# Description of the task
Lay out every line of the records below as a numbered list, leaving out the blank lines.

# Given entries

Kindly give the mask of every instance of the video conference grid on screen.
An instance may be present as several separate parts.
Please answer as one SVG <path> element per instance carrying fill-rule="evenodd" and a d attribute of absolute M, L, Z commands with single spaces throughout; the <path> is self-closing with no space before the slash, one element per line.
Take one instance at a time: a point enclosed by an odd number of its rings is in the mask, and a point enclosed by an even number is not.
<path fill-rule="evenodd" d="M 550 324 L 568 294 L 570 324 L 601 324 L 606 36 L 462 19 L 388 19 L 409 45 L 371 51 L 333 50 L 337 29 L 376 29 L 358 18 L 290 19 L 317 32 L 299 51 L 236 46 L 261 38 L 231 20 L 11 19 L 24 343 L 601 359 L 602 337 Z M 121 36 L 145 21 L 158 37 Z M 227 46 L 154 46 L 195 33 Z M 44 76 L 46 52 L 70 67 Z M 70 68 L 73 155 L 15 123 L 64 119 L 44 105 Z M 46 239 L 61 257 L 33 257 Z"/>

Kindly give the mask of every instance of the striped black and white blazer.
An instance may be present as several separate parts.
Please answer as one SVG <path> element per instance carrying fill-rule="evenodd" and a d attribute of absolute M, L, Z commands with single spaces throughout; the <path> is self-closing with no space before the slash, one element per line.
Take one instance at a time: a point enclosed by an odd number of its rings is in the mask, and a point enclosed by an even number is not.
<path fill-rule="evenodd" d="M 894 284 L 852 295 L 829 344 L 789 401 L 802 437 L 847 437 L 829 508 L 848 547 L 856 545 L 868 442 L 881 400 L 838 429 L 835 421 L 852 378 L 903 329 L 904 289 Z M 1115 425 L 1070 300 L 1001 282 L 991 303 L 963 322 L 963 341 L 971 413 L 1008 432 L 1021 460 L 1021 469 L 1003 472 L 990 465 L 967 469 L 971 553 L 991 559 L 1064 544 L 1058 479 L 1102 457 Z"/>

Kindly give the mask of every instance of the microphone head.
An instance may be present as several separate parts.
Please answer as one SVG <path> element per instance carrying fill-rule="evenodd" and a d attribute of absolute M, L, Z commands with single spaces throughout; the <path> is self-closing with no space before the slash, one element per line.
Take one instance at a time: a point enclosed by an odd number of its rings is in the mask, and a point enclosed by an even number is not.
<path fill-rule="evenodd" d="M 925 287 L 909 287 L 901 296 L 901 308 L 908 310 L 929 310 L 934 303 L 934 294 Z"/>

# Solution to this exercise
1. Kindly give the mask of every instance of the video conference grid on screen.
2. An instance may be present as several separate parts.
3. Please answer as one SVG <path> element per instance carrying fill-rule="evenodd" and a d attribute of absolute M, L, Z commands with single spaces throughout; the <path> is self-closing with no space before the slash, one element per line.
4. Take one instance at a time: a point enclosed by an odd number of its rings is in the mask, and a point enclosed by an even number is not.
5. <path fill-rule="evenodd" d="M 550 324 L 568 294 L 570 324 L 601 324 L 606 36 L 462 19 L 388 19 L 409 45 L 371 51 L 333 50 L 337 29 L 376 29 L 358 18 L 290 19 L 317 32 L 299 51 L 236 46 L 261 38 L 231 20 L 11 19 L 24 343 L 601 359 L 602 337 Z M 121 36 L 145 21 L 158 37 Z M 227 46 L 154 46 L 195 33 Z M 44 76 L 46 52 L 70 67 Z M 70 68 L 73 155 L 15 123 L 64 119 L 44 105 Z M 46 239 L 61 257 L 33 257 Z"/>
6. Kindly give the mask of every instance of the striped black and white blazer.
7. An instance may be present as several separate parts.
8. Please answer as one SVG <path> element per instance carrying fill-rule="evenodd" and a d attribute of absolute M, L, Z commands with single spaces throughout; the <path> is self-closing with no space before the slash, one element per line.
9. Take one instance at a time: a point enclosed by an odd number of its rings is in the mask, and a point enclosed by an even number is not.
10. <path fill-rule="evenodd" d="M 894 284 L 852 295 L 829 344 L 789 401 L 802 437 L 847 437 L 829 508 L 848 547 L 856 545 L 868 442 L 881 400 L 838 429 L 835 421 L 852 378 L 903 329 L 904 289 Z M 1115 425 L 1070 300 L 1001 282 L 991 303 L 963 322 L 963 341 L 971 413 L 1008 432 L 1021 460 L 1021 469 L 1003 472 L 990 465 L 967 469 L 971 553 L 991 559 L 1064 544 L 1058 479 L 1102 457 Z"/>
11. Kindly give the mask of every instance of the microphone head.
12. An instance may be present as several separate parts.
13. Please answer as one SVG <path> element per instance carrying fill-rule="evenodd" and a d attribute of absolute M, L, Z commands with single spaces throughout; the <path> is self-closing with no space before the slash, one element per line.
14. Take one instance at a time: a point enclosed by an odd number of its rings is in the mask, and a point enclosed by an even number is not.
15. <path fill-rule="evenodd" d="M 925 287 L 909 287 L 901 296 L 901 308 L 908 310 L 929 310 L 934 303 L 934 294 Z"/>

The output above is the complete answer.